Hermanos y hermanas, sabemos que Dios responderá. No hay orante en el Libro
de los Salmos que levante su lamento y no sea escuchado. Dios responde
siempre: hoy, mañana, pero siempre responde, de una manera u otra. Siempre
responde. La Biblia lo repite infinidad de veces: Dios escucha el grito de
quien lo invoca. También nuestras peticiones tartamudeadas, las que quedan
en el fondo del corazón, que tenemos también vergüenza de expresar, el Padre
las escucha y quiere donarnos el Espíritu Santo, que anima toda oración y lo
transforma todo. Es cuestión de paciencia, siempre, de soportar la espera.
Ahora estamos en tiempo de Adviento, un tiempo típicamente de espera para la
Navidad. Nosotros estamos en espera. Esto se ve bien. Pero también toda
nuestra vida está en espera. Y la oración está en espera siempre, porque
sabemos que el Señor responderá. Incluso la muerte tiembla cuando un
cristiano reza, porque sabe que todo orante tiene un aliado más fuerte que
ella: el Señor Resucitado. La muerte ya ha sido derrotada en Cristo, y
vendrá el día en el que todo será definitivo, y ella ya no se burlará más de
nuestra vida y de nuestra felicidad.
Aprendamos a estar en la espera del Señor. El Señor viene a visitarnos, no
solo en estas fiestas grandes — la Navidad, la Pascua —, sino que el Señor
nos visita cada día en la intimidad de nuestro corazón si nosotros estamos a
la espera. Y muchas veces no nos damos cuenta de que el Señor está cerca,
que llama a nuestra puerta y lo dejamos pasar. “Tengo miedo de Dios cuando
pasa; tengo miedo de que pase y yo no me dé cuenta”, decía san Agustín. Y el
Señor pasa, el Señor viene, el Señor llama. Pero si tú tienes los oídos
llenos de otros ruidos, no escucharás la llamada del Señor.
Hermanos y hermanas, estar en espera: ¡esta es la oración!
Saludos:
Saludo cordialmente a los fieles de lengua española. Hoy conmemoramos a san
Juan Diego, a quien Nuestra Señora de Guadalupe escogió como su enviado. Que
a través de su intercesión presente a la Virgen los países de América
Latina, damnificados por la pandemia y los desastres naturales, para que
ella, como Madre, salga al encuentro de sus hijos y los cubra con su manto.
Pidamos además al Señor que infunda en nosotros su Espíritu Santo para que
vivifique nuestra oración y transforme nuestro corazón, abriéndolo al
servicio de la caridad. Que el Señor los bendiga a todos.
Resumen leído por el Santo Padre en español
Queridos hermanos y hermanas:
La oración cristiana es plenamente humana porque abraza la alabanza y la
súplica. Encontramos esta realidad en la oración que Jesús nos enseñó, el
“Padrenuestro”, modelo de toda oración. Nos dirigimos a Dios como hijos y
con confianza filial le presentamos todas nuestras necesidades. Le
suplicamos los dones más sublimes, empezando por la santificación de su
nombre y la venida de su reino, y también los dones más sencillos, como el
pan de cada día, que incluye salud, casa, comida, necesarios para nuestra
vida corporal, y también la Eucaristía, alimento para nuestra vida
espiritual.

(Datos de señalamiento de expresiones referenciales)
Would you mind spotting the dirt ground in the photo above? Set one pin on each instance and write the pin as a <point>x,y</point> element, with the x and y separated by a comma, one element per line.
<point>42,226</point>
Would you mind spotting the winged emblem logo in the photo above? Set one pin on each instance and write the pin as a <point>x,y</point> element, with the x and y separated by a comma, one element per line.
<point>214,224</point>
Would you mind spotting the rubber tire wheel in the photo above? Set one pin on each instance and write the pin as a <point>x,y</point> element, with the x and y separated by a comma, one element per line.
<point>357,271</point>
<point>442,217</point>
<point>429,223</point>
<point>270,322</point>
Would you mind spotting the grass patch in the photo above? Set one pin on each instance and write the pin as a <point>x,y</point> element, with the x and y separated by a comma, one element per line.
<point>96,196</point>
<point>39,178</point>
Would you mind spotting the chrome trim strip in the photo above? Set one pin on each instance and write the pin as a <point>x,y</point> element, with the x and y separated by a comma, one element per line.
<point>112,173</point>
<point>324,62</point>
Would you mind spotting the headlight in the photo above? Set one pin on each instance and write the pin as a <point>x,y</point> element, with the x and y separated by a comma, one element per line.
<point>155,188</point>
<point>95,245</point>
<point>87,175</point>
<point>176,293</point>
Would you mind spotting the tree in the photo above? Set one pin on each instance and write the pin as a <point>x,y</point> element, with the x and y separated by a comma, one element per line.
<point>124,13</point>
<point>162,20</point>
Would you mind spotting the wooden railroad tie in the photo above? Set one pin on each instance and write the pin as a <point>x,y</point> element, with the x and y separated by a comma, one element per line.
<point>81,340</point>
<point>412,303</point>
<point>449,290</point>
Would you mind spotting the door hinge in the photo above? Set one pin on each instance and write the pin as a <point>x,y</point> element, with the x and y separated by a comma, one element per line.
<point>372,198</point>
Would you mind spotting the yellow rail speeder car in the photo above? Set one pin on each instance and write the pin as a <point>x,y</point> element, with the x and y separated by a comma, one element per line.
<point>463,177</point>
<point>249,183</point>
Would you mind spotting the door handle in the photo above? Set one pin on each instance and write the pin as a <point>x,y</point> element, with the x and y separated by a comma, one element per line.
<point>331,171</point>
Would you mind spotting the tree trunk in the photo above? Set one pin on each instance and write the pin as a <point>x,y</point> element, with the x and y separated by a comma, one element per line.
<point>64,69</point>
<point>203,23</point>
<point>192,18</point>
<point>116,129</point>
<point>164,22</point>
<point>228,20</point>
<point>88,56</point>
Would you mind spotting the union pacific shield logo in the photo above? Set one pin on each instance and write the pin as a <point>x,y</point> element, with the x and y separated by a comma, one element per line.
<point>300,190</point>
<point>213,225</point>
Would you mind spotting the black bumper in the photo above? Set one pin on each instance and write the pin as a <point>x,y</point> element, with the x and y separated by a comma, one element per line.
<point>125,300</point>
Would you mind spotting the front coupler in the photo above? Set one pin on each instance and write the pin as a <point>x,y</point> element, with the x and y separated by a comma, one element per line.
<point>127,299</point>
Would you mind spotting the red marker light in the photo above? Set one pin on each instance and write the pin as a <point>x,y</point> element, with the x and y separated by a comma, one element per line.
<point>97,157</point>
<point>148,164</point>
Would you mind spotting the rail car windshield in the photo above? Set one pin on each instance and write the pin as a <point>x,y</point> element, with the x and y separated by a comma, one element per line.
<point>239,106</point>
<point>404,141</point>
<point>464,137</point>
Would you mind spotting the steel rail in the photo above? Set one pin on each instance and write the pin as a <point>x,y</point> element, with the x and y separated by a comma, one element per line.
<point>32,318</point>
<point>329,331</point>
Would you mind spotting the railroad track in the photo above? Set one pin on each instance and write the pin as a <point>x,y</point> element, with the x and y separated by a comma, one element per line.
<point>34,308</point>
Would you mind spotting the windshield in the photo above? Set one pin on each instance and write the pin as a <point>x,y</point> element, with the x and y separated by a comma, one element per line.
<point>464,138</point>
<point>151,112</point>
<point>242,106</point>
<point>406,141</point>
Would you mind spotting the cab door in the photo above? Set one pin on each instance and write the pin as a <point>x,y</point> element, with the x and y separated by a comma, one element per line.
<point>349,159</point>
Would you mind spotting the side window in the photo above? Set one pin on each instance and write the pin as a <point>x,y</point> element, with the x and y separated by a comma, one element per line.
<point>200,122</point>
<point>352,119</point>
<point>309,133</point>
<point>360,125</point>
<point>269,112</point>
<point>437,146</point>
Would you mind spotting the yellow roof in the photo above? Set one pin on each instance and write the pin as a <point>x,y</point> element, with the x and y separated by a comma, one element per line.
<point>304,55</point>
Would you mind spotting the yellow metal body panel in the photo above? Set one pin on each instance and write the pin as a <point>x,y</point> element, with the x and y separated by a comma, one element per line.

Completa lo siguiente:
- 1) Indica si cada afirmación concuerda con el texto sobre la oración y cita las palabras que lo deciden: (a) El texto recoge una frase de san Agustín. (b) Según el texto, la muerte todavía no ha sido derrotada. (c) El texto dice que ese día se conmemora a san Juan Diego.
- 2) Transcribe del texto sobre la oración el fragmento que va desde «Hermanos y hermanas, sabemos» hasta «soportar la espera.», ambos incluidos.
Los registros no tienen relación con el texto sobre la oración.

Resultados del ejercicio:
- 1)
(a) Sí: «decía san Agustín».
(b) No: «La muerte ya ha sido derrotada en Cristo».
(c) Sí: «Hoy conmemoramos a san Juan Diego».

- 2)
Hermanos y hermanas, sabemos que Dios responderá. No hay orante en el Libro
de los Salmos que levante su lamento y no sea escuchado. Dios responde
siempre: hoy, mañana, pero siempre responde, de una manera u otra. Siempre
responde. La Biblia lo repite infinidad de veces: Dios escucha el grito de
quien lo invoca. También nuestras peticiones tartamudeadas, las que quedan
en el fondo del corazón, que tenemos también vergüenza de expresar, el Padre
las escucha y quiere donarnos el Espíritu Santo, que anima toda oración y lo
transforma todo. Es cuestión de paciencia, siempre, de soportar la espera.